* SELECTED EXCERPT:
>> Begin

Suppose $f\colon\mathbb R\to\mathbb R$ is an isometry of the reals. Prove $f$ is a non-trivial translation iff $f$ has no fixed points.
Assumption: $f$ is a non-trivial translation (trivial translation: $f$ s.t. $f(x)=x$ for all $x \in\mathbb R$). Conclusion: $f$ has no fixed points (definition of fixed point: $f(x)=x$ for all $x\in \mathbb R$).
I'm not sure how to use this information to get the proof started.
On
If $f$ is a non-trivial translation that means $\exists x_0 \in \mathbb{R}$ such that $f(x_0) \neq x_0$. Then $c=f(x_0)-x_0$ is the amount of translation.
Now you can show that no $x$ is fixed.
On
Let $f$ be an isometry of $\mathbb R$ that is not the identity. Then there exists $a\in\mathbb R$ with $b:=f(a)\ne a$. Let $c=f(b)$. Then for any $x\in \mathbb R$ we have both $$\tag1 |f(x)-b|=|f(x)-f(a)|=|x-a|$$ and $$\tag2|f(x)-c|=|f(x)-f(b)|=|x-b|.$$ For all $x\in \mathbb R$, we have $$\tag3\begin{align}f(x)&\in\underbrace{\{b+|x-a|,b-|x-a|\}}_{\text{from (1)}}\cap \underbrace{\{c+|x-b|,c-|x-b|\}}_{\text{from (2)}}\\&=\{b-a+x,b+a-x\}\cap\{c-b+x,c+b-x\}.\end{align}$$ Especially for $x=b$ this yields $$ c=f(b)\in\{2b-a,a\}\cap\{c\}, $$ that is $c\in \{a,2b-a\}$.
If $c=a$ then $f(x)=a+b-x$ for all $x\in\mathbb R$, because $a\ne b$ implies that there cannot be an $x$ with $f(x)=b-a+x=a-b+x$.
If $c=2b-a$ then $f(x)=b-a+x$ for all $x\in\mathbb R$, because $a\ne b$ implies that there cannot be an $x$ with $f(x)=b+a-x=3b-a-x$
In other words, $f$ is either the reflection about $\frac{a+b}2$ (which is a fixpoint, or $f$ is the translation by $b-a\ne 0$.
$f$ is an isometry so for all $x,y\in\Bbb R$ we have
$$|f(x)-f(y)|=|x-y|$$ so for $y=0$ we have
$$|f(x)-f(0)|=|x|$$ hence $$f(x)=\pm x+a,\quad\forall x\in\Bbb R$$ and since $f$ hasn't a fixed point then the only possibility is $$f(x)=x+a,\quad a\ne0$$

>> End

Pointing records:

>> Begin

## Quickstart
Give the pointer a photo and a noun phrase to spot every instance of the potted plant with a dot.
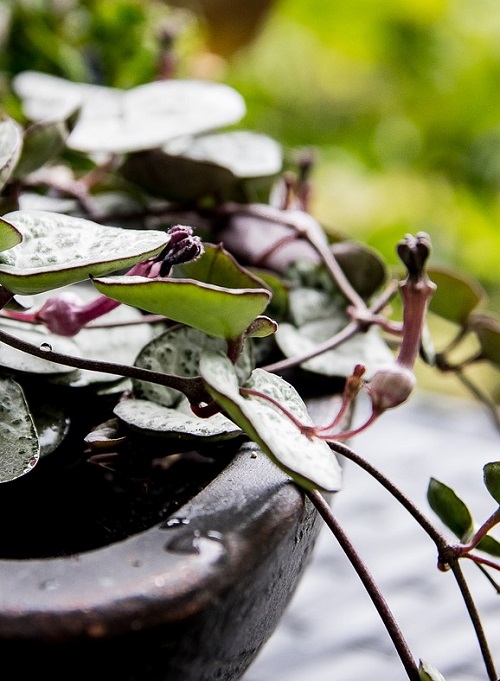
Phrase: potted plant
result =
(181, 347)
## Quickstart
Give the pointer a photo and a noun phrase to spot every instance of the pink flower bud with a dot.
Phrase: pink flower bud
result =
(390, 387)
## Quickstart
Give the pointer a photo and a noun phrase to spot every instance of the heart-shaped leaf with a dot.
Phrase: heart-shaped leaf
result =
(244, 153)
(123, 121)
(309, 461)
(456, 295)
(19, 448)
(47, 97)
(11, 140)
(450, 509)
(427, 672)
(16, 360)
(177, 351)
(177, 178)
(222, 312)
(217, 266)
(9, 236)
(487, 329)
(180, 423)
(368, 349)
(42, 142)
(59, 249)
(491, 476)
(149, 115)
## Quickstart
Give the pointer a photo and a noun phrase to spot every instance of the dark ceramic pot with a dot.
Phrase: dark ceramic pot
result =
(192, 598)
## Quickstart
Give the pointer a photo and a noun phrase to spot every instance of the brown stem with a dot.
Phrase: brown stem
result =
(475, 619)
(489, 524)
(370, 585)
(350, 330)
(193, 388)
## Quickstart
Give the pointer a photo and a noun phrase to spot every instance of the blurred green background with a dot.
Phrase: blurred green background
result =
(400, 100)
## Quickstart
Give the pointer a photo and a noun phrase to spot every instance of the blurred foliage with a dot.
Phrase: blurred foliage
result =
(400, 100)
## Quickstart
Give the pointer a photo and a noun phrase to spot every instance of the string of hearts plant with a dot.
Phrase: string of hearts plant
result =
(178, 272)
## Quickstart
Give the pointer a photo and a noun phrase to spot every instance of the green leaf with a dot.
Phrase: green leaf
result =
(122, 121)
(217, 266)
(179, 179)
(490, 545)
(487, 329)
(19, 448)
(11, 141)
(220, 298)
(456, 295)
(309, 461)
(9, 236)
(52, 425)
(427, 672)
(180, 423)
(42, 142)
(177, 351)
(58, 250)
(363, 267)
(450, 509)
(491, 476)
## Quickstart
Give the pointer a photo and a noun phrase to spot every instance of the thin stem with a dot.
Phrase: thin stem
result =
(479, 560)
(347, 332)
(439, 539)
(489, 524)
(193, 388)
(476, 620)
(336, 271)
(488, 577)
(444, 548)
(370, 585)
(350, 330)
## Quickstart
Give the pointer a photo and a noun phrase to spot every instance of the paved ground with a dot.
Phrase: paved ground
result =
(331, 631)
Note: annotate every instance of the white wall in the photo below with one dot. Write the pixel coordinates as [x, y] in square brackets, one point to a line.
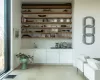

>> End

* JOBS:
1 – According to the isometry thread, what quantity gives the amount of translation when f(x_0) differs from x_0?
2 – In the isometry thread, explain why the case c = a gives f(x) = a + b − x for every real x.
These entries have nothing to do with the isometry thread.

* ANSWERS IN ORDER:
1 – The amount of translation is c = f(x_0) − x_0.

2 – When c = a, f(x) must lie in both {b − a + x, b + a − x} and {a − b + x, a + b − x}. Because a ≠ b, no x can have f(x) = b − a + x = a − b + x, so the only remaining value is f(x) = a + b − x.